start Raw data
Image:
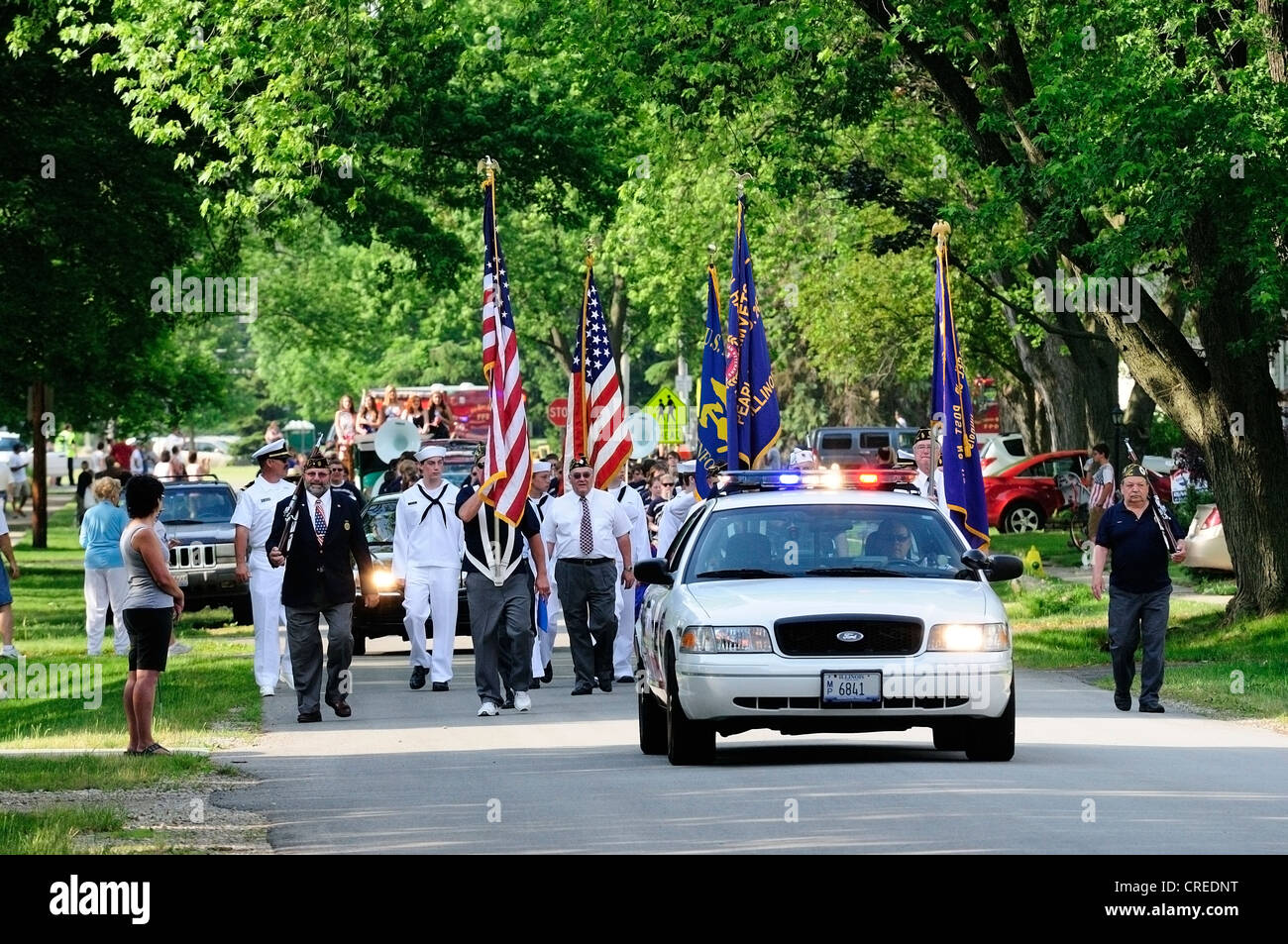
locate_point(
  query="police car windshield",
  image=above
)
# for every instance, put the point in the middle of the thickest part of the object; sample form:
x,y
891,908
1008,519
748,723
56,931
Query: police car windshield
x,y
824,541
206,505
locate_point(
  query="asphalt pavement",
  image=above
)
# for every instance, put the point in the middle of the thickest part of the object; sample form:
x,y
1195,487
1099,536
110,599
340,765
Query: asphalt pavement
x,y
416,772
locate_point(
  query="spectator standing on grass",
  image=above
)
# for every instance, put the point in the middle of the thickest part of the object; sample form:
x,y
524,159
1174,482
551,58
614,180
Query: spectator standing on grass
x,y
8,652
1102,487
106,581
1138,588
153,603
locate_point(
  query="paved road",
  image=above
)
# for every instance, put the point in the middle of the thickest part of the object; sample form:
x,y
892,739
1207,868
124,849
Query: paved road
x,y
416,772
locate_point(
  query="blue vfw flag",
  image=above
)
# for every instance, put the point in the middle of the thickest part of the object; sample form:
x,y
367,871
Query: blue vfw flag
x,y
712,424
752,400
951,411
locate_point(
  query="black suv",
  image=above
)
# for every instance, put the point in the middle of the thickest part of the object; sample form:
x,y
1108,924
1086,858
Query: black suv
x,y
198,515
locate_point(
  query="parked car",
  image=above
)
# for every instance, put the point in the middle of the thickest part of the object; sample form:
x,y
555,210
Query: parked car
x,y
1024,496
386,617
814,609
1205,543
198,515
857,446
end Raw data
§ What to produce
Without including any picture, retype the entries exactly.

§ Expected output
Image:
locate_point(
  query="police car windshield",
  image=above
)
# for every instance, put the point in the middle of the thickest part of the object; sample form:
x,y
891,908
1008,519
748,723
56,931
Query: police car windshield
x,y
824,541
206,505
locate_point(
  query="asphalt pavement",
  image=above
)
# for every instance, put the point in the middle of the thickest part of the object; sample form:
x,y
1195,487
1099,536
110,599
340,765
Query: asphalt pavement
x,y
416,772
locate_point(
  query="spectator standing on grass",
  image=above
)
# for every instance, put the point in the middle of the thickest part of the object; sample form:
x,y
524,159
1174,482
551,58
614,180
Query: spectator standing on grass
x,y
8,652
1102,487
106,581
1138,588
153,603
locate_point(
  query="paved road",
  image=above
)
# for every instance, put the point in the middle of the thickest part of the object; sample form:
x,y
892,739
1207,868
124,849
Query: paved road
x,y
416,772
locate_point(
  query="blue vfw flag",
  image=above
)
# for every instance, put the point in the middle of the thickest part of the object; sample form:
x,y
367,871
Query: blue vfw flag
x,y
712,424
752,400
951,411
locate_point(
  query="black suv",
  image=above
)
# for every instance, put the point in the middle of the thickest part of the object; sample form:
x,y
1108,924
1086,858
Query: black suv
x,y
198,515
locate_point(
  query="parked car",
  image=above
)
# for every instance, put the point in the middle of the thickest part of the object; sample form:
x,y
555,210
Query: parked car
x,y
1024,496
386,617
814,609
1205,543
198,515
857,446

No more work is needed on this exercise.